======== Raw data ========

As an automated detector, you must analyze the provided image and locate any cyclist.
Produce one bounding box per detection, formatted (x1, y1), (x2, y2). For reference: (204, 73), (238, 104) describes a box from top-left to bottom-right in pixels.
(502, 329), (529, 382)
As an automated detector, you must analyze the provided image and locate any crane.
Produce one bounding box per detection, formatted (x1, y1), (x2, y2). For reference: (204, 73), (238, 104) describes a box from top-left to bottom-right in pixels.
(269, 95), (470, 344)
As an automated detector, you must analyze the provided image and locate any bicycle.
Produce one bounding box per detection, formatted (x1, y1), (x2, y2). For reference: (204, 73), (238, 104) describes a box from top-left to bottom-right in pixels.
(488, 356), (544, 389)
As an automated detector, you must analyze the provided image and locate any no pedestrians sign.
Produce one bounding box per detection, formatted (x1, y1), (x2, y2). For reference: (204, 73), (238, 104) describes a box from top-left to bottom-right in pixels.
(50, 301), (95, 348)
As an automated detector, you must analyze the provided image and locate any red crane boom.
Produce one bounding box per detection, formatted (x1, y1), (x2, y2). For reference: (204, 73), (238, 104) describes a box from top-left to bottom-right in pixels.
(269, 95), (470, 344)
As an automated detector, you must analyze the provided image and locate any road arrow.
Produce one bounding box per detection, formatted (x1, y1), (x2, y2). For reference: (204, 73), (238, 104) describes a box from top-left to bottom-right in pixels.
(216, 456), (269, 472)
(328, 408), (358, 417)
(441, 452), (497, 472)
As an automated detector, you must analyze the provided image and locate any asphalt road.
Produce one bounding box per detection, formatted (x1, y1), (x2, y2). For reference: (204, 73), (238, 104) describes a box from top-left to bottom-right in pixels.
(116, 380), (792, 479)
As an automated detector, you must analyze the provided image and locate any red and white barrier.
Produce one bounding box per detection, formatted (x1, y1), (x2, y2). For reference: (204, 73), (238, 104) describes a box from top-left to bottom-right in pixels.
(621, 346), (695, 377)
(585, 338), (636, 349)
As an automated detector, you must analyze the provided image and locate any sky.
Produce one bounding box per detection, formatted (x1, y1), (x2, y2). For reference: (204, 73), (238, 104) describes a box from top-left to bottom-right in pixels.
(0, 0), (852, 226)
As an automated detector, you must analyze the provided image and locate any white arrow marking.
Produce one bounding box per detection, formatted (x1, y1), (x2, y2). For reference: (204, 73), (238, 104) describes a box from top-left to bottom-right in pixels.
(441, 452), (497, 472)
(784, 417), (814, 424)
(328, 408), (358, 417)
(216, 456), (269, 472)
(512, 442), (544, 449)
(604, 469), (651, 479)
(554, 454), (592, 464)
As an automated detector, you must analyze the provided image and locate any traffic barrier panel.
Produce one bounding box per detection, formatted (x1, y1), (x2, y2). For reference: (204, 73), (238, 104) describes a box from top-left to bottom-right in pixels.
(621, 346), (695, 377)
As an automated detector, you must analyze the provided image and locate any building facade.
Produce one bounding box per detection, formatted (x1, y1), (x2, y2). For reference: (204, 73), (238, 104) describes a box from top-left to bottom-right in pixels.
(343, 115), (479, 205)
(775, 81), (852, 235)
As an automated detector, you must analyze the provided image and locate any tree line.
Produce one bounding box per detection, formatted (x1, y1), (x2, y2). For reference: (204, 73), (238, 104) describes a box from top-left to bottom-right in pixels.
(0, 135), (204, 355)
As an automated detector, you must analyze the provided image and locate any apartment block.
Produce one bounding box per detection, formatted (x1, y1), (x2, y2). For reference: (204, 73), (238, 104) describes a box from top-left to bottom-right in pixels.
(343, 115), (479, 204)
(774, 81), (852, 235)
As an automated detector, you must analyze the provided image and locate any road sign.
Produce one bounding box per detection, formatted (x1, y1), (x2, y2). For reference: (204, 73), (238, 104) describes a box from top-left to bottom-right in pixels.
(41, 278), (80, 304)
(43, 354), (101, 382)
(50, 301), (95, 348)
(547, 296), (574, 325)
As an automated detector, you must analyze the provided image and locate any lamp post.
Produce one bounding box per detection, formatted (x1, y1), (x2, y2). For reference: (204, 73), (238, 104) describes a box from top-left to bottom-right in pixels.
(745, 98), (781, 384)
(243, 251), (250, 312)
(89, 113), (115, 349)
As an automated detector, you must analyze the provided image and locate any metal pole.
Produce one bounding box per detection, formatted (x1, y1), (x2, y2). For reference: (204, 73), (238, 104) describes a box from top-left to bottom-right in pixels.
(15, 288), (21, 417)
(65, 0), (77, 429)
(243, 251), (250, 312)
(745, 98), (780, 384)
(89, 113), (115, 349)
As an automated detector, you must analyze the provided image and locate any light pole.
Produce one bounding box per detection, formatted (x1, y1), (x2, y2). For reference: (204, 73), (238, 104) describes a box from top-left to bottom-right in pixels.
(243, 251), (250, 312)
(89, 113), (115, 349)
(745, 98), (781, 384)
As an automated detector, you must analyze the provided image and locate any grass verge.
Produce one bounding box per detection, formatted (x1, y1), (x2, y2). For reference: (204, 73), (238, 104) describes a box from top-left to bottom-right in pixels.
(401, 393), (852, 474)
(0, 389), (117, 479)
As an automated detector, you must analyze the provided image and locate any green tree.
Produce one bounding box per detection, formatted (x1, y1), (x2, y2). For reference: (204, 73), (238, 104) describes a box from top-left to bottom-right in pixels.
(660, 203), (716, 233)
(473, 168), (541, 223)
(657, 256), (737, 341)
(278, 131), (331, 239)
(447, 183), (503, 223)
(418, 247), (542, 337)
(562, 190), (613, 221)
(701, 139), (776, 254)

========

### Stated goal
Render all of the material above as a numbered list, omitting any blank lines.

### Response
1. As an automated detector, you must analyze the provided image and locate any cyclist.
2. Produce one bounding box per detection, formatted (x1, y1), (x2, y2). For reference: (204, 73), (238, 104) describes a box from top-left to bottom-right in pixels.
3. (502, 329), (529, 382)
4. As an automated detector, you must analyze the provided image and locate any crane.
5. Produce one bounding box per detection, formatted (x1, y1), (x2, y2). For reference: (204, 73), (238, 104) describes a box from top-left to bottom-right in pixels.
6. (269, 95), (470, 344)
7. As an automated detector, you must analyze the provided image and locate any bicycle.
8. Produce one bounding box per detection, formatted (x1, y1), (x2, y2). For reference: (204, 73), (238, 104) describes a box from top-left to bottom-right in pixels.
9. (488, 356), (544, 389)
10. As an automated detector, you must analyze the provided image and locate any no pedestrians sign.
11. Produce one bounding box per detection, formatted (x1, y1), (x2, y2). For reference: (204, 73), (238, 104) describes a box from top-left to bottom-right in pixels.
12. (50, 301), (95, 348)
13. As an automated detector, you must analyze the provided image and locate any red crane boom.
14. Produce one bounding box per detection, formatted (x1, y1), (x2, y2). For reference: (204, 73), (238, 104) describes a box from top-left to bottom-right in pixels.
15. (269, 95), (470, 344)
16. As an automated detector, you must analyze the provided image and locate any road arrow.
17. Produce one bounding box per detection, formatted (x1, y1), (x2, y2). For reference: (204, 73), (238, 104) describes a box from top-left to bottom-right in pixels.
18. (216, 456), (269, 472)
19. (328, 408), (358, 417)
20. (441, 452), (497, 472)
21. As an automated detector, you must analyze the provided image and locate any asphalt road.
22. Produce one bounding box per detection, formatted (x1, y1), (x2, y2). For reference: (204, 73), (238, 104) describes a box from top-left to bottom-right in pixels.
23. (116, 380), (792, 479)
24. As an automated detector, you must analyze the provided image and locate any red and white barrier.
25. Produce one bounding box per detection, formatted (x1, y1), (x2, y2). For reference: (204, 73), (238, 104) describes a box from top-left to bottom-right in pixels.
26. (621, 346), (695, 377)
27. (585, 338), (636, 349)
28. As an automated detector, you must analyze the provided image and locate any sky.
29. Produce one bounding box per detection, formatted (x1, y1), (x2, y2). For reference: (204, 73), (238, 104) describes a box from top-left to bottom-right in pixels.
30. (0, 0), (852, 226)
31. As an automated detector, you must analyze the provided image and locate any white arrow marking.
32. Produce one bounding box per detection, formatted (x1, y1), (x2, y2). For reference: (204, 73), (238, 104) describes a box from top-left to bottom-right in pixels.
33. (441, 452), (497, 472)
34. (784, 417), (814, 424)
35. (328, 408), (358, 417)
36. (216, 456), (269, 472)
37. (512, 442), (544, 449)
38. (604, 469), (651, 479)
39. (554, 454), (592, 464)
40. As an automated detector, you must analyze the provided image and locate any traffic barrier panel.
41. Produce one bounding box per detection, formatted (x1, y1), (x2, y2). For reference: (204, 73), (238, 104) describes a box from top-left to bottom-right in pixels.
42. (621, 346), (695, 377)
43. As an automated detector, you must analyze the provided image and locate any building facade.
44. Produce one bounding box per detection, formatted (x1, y1), (x2, y2). For reference: (204, 73), (238, 104) describes a box from top-left to bottom-right in pixels.
45. (343, 115), (479, 205)
46. (775, 81), (852, 235)
47. As an automated detector, you must analyze the provided image and locate any tree line.
48. Produce one bounding box per detection, formatted (x1, y1), (x2, y2). For reference: (204, 73), (238, 104) describes a box from top-left to bottom-right in pixels.
49. (0, 135), (204, 355)
50. As an automated detector, you must analyze the provided image and locate any apartment block.
51. Produce one bounding box per detection, formatted (x1, y1), (x2, y2). For reference: (204, 73), (238, 104) describes a box from top-left to bottom-right in pixels.
52. (343, 115), (479, 204)
53. (774, 81), (852, 235)
54. As an automated detector, you must analyze the provided image and locate any road sign.
55. Produce one bounding box per detection, formatted (x1, y1), (x2, y2). For reference: (204, 73), (238, 104) describes a box from top-left to bottom-right in pixels.
56. (41, 278), (80, 304)
57. (43, 354), (101, 382)
58. (50, 301), (95, 348)
59. (547, 296), (574, 325)
60. As an automated detector, you must analyze the provided image and locate any lamp post.
61. Produce one bounding box per detection, formatted (x1, y1), (x2, y2). For reference: (204, 73), (238, 104) describes a box from top-left to bottom-right in pixels.
62. (745, 98), (781, 384)
63. (243, 251), (250, 312)
64. (89, 113), (115, 349)
65. As an automated detector, you must analyze the provided image and locate any metal pole.
66. Produce one bounding box per detection, formatted (x1, y1), (x2, y2). For reference: (204, 73), (238, 104) describes a box from top-left to bottom-right in pixels.
67. (15, 288), (21, 417)
68. (65, 0), (77, 429)
69. (243, 251), (250, 312)
70. (745, 98), (780, 384)
71. (89, 113), (115, 349)
72. As an automated detector, you must analyze the provided image and locate any light pole.
73. Produce one bounding box per detection, formatted (x1, y1), (x2, y2). For reference: (204, 73), (238, 104) describes a box from top-left to bottom-right in pixels.
74. (243, 251), (250, 312)
75. (89, 113), (115, 349)
76. (745, 98), (781, 384)
77. As an automated detector, you must analyze the provided image and locate any grass verge.
78. Produce one bounding box per detection, formatted (x1, y1), (x2, y2). For reference: (204, 73), (238, 104) describes a box from top-left to bottom-right in pixels.
79. (401, 393), (852, 474)
80. (0, 389), (117, 479)
81. As an automated detector, you must analyze the provided image and locate any green tree.
82. Produce one bounding box per detection, formatted (x1, y1), (x2, y2). For reference: (204, 73), (238, 104) describes a box from top-left to bottom-right in pixels.
83. (660, 203), (716, 233)
84. (473, 168), (541, 223)
85. (657, 256), (737, 341)
86. (278, 131), (331, 239)
87. (447, 183), (503, 223)
88. (418, 247), (542, 337)
89. (562, 190), (613, 221)
90. (701, 139), (776, 254)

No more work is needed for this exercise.